Natural language region descriptions
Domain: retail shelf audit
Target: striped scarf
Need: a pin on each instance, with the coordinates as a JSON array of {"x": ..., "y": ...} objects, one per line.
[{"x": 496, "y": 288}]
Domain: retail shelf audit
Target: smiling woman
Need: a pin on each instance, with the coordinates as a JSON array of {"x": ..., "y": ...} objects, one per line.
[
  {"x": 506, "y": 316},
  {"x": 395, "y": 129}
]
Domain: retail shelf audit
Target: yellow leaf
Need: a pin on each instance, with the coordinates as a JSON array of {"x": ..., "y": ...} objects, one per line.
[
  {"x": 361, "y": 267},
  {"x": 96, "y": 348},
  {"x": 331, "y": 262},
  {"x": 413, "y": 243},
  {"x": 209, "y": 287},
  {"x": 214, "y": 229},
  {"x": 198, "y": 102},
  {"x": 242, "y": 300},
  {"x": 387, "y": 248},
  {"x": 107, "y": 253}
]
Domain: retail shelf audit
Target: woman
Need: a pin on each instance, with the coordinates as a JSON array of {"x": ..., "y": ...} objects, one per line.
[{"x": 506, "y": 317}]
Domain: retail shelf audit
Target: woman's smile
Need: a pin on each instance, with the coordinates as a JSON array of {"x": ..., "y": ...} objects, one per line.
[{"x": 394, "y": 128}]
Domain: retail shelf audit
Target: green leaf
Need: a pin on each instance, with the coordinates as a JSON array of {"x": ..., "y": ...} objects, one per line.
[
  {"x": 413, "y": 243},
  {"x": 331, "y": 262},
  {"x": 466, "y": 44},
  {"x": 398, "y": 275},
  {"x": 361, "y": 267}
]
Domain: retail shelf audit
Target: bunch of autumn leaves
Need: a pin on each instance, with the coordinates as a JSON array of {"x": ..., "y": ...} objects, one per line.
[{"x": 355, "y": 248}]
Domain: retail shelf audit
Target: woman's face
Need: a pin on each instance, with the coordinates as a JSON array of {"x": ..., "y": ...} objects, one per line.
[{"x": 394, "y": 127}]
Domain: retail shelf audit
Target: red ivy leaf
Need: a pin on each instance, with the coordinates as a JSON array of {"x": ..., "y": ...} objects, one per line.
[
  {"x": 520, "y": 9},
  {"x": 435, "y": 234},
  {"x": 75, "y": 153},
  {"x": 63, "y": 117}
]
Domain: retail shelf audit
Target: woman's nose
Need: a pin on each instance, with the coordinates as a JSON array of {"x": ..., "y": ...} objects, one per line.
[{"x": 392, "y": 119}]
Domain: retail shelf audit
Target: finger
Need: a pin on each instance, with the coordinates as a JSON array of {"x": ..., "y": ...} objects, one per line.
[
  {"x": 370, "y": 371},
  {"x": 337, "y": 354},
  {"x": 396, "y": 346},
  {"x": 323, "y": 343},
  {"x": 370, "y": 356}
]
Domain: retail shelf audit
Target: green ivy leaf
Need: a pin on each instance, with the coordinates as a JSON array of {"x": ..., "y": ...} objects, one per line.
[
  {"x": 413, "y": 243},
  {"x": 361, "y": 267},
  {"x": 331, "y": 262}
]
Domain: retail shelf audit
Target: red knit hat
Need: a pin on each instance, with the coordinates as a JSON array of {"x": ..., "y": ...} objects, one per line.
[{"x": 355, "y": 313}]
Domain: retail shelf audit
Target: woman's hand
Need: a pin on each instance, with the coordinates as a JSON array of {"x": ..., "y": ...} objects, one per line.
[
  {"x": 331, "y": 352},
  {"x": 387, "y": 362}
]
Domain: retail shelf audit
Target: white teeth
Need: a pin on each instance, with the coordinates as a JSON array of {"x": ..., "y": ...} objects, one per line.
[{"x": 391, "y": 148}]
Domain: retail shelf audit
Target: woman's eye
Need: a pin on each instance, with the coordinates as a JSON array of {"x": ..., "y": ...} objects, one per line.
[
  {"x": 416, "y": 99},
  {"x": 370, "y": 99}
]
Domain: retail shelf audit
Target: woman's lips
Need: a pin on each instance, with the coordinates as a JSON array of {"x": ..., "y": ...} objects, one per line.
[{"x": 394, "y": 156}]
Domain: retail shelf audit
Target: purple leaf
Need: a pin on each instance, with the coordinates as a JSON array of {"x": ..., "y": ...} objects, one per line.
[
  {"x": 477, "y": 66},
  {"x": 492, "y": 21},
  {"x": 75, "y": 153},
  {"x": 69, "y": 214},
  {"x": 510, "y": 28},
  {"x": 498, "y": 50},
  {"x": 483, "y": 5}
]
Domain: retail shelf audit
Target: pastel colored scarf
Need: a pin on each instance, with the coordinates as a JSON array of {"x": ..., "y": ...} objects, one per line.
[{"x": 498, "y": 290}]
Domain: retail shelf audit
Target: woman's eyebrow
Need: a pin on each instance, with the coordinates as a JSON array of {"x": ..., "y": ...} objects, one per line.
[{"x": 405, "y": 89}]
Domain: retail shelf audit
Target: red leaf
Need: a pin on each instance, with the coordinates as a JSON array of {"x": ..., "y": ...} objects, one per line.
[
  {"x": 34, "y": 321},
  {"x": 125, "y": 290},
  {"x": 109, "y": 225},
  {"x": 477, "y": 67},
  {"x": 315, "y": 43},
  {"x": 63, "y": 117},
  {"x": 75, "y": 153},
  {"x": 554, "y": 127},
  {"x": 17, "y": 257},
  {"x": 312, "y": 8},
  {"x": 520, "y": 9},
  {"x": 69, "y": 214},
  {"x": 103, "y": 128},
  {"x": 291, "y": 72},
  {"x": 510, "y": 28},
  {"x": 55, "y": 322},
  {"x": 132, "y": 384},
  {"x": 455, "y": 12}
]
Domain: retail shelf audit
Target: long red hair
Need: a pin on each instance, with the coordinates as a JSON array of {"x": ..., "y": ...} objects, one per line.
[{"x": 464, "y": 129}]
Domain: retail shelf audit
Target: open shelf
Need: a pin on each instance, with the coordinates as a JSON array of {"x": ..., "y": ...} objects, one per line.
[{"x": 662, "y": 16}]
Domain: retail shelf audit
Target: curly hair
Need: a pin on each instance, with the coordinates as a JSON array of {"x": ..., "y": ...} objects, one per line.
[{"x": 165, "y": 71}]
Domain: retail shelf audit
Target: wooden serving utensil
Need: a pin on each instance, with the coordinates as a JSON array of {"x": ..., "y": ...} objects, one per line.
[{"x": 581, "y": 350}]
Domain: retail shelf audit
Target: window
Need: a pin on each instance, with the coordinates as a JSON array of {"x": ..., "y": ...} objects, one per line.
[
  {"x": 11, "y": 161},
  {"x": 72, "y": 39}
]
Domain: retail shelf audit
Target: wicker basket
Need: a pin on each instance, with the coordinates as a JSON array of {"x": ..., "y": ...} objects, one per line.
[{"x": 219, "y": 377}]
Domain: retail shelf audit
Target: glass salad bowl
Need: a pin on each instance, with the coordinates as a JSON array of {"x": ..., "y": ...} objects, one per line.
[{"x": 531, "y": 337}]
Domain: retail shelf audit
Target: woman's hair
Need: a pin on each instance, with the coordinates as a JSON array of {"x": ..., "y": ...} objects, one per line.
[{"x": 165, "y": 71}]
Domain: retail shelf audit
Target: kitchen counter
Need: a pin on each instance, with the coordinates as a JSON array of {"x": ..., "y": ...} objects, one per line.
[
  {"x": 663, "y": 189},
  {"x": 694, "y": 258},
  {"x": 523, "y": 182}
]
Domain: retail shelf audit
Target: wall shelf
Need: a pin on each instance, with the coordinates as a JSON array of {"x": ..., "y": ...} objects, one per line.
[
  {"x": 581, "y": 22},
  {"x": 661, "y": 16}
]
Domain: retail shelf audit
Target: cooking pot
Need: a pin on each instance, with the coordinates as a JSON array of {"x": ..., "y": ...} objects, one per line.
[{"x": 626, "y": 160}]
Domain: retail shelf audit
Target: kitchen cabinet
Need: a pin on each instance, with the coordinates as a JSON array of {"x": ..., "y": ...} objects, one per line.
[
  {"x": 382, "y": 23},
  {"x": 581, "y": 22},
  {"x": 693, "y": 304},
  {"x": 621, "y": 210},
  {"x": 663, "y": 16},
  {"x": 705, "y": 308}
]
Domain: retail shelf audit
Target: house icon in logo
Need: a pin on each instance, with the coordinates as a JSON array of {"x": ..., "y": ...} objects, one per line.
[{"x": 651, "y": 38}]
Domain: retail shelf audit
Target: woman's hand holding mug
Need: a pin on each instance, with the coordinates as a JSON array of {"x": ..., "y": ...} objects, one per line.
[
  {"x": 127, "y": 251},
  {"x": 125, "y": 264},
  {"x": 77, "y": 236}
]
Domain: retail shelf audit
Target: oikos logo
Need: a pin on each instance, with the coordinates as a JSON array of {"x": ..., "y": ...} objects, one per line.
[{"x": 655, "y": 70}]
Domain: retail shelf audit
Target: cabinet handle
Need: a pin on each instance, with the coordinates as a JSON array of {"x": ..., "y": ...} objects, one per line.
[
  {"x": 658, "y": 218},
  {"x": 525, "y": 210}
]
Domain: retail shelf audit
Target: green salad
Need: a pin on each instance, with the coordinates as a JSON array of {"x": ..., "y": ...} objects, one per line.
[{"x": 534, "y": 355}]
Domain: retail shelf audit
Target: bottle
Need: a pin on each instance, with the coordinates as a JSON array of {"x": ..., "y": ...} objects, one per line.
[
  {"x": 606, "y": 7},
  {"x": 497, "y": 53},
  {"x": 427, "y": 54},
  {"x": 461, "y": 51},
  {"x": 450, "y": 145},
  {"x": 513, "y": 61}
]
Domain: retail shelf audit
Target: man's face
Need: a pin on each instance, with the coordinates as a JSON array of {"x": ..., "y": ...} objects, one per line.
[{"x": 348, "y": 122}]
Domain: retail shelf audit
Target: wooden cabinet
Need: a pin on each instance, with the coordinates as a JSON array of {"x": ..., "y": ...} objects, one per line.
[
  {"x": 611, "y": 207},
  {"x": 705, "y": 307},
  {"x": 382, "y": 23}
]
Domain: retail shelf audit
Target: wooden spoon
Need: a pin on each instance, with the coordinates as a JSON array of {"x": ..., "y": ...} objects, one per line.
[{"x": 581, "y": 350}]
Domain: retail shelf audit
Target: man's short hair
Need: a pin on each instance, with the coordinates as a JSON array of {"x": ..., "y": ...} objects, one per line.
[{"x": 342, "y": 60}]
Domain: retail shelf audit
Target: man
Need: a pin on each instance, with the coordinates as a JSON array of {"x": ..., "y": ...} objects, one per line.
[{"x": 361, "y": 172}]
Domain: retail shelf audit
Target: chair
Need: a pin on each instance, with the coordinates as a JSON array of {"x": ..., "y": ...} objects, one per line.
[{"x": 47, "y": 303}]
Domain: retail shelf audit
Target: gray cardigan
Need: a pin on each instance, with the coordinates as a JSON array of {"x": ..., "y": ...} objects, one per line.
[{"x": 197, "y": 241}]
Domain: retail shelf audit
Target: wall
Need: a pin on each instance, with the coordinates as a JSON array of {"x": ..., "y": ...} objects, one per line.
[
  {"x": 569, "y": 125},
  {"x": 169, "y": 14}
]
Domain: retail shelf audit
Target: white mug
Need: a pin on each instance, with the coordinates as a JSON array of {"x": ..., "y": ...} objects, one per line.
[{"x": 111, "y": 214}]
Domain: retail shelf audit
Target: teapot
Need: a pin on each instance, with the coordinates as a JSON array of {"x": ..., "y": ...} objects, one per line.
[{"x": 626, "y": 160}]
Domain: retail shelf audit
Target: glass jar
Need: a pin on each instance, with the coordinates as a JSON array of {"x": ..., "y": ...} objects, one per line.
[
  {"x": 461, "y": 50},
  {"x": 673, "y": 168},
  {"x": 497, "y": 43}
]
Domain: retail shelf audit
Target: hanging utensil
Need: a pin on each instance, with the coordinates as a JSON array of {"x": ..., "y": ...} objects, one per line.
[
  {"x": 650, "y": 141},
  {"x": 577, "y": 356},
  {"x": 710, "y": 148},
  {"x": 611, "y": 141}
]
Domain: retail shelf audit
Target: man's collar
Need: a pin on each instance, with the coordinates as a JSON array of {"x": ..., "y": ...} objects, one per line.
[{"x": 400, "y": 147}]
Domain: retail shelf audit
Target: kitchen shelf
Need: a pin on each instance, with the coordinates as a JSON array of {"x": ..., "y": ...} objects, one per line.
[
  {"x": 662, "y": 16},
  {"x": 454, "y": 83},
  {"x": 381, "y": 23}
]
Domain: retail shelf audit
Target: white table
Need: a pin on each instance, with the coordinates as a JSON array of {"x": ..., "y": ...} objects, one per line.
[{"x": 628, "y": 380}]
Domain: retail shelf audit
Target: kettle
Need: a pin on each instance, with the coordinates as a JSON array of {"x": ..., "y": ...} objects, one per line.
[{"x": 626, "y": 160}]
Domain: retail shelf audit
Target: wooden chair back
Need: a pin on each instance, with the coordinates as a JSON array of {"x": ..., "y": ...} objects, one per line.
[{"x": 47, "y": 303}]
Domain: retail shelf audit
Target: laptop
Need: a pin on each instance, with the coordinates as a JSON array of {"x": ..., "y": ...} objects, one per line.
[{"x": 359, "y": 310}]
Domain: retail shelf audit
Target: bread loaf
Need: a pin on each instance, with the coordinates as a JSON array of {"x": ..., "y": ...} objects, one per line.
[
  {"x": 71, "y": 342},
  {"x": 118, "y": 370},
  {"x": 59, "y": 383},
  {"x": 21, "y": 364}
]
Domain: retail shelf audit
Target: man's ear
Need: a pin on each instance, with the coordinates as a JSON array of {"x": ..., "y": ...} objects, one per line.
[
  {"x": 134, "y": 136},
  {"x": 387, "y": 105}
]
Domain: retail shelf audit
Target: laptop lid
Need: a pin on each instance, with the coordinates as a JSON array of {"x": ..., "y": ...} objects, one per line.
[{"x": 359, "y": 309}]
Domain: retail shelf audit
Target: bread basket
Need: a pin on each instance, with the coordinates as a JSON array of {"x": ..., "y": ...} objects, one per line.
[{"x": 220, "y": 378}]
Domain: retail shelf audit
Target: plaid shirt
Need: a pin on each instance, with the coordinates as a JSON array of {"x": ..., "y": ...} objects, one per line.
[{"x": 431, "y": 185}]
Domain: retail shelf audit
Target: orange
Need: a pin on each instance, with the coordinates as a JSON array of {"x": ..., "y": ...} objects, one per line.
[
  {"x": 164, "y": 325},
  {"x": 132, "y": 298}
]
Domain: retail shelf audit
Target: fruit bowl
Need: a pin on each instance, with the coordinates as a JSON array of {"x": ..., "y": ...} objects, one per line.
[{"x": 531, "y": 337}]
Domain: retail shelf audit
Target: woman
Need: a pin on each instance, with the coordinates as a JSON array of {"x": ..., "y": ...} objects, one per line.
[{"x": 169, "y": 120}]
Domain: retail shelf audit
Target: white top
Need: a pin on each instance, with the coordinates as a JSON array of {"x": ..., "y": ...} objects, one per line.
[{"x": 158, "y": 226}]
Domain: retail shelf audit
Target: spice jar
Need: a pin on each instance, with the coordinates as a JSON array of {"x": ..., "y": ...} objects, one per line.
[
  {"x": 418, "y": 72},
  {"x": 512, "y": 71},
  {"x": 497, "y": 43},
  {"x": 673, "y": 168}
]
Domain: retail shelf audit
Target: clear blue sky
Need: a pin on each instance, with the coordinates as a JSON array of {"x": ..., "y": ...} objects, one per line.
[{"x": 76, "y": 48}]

Exercise goal:
Wherever the line holding "Target: red ivy leaf" falls in the entries above, copy exactly from it through the line holding "Target: red knit hat", inclusive, and add nothing.

Answer box:
Target: red ivy leaf
Need: a pin on each instance, with the coordinates as a JSON array of {"x": ..., "y": ...} objects, one per line.
[
  {"x": 520, "y": 9},
  {"x": 435, "y": 234},
  {"x": 75, "y": 153},
  {"x": 63, "y": 117}
]
Domain: retail shelf audit
Target: woman's nose
Need: a pin on each instance, with the coordinates as a JSON array of {"x": ..., "y": ...} objects, one per line.
[{"x": 392, "y": 119}]
Domain: retail shelf audit
Target: finger
Need: a pin on each instance, with the coordinates as a JSON array of {"x": ..., "y": ...} objects, one per line.
[
  {"x": 370, "y": 371},
  {"x": 337, "y": 354},
  {"x": 396, "y": 346},
  {"x": 323, "y": 343},
  {"x": 370, "y": 356}
]
Domain: retail shelf audit
Target: green ivy leaf
Need: a pin on each instance, with the coordinates as a JSON array of {"x": ..., "y": ...} objects, one per line.
[
  {"x": 413, "y": 243},
  {"x": 361, "y": 267},
  {"x": 331, "y": 262}
]
Domain: retail shelf audit
Target: red knit hat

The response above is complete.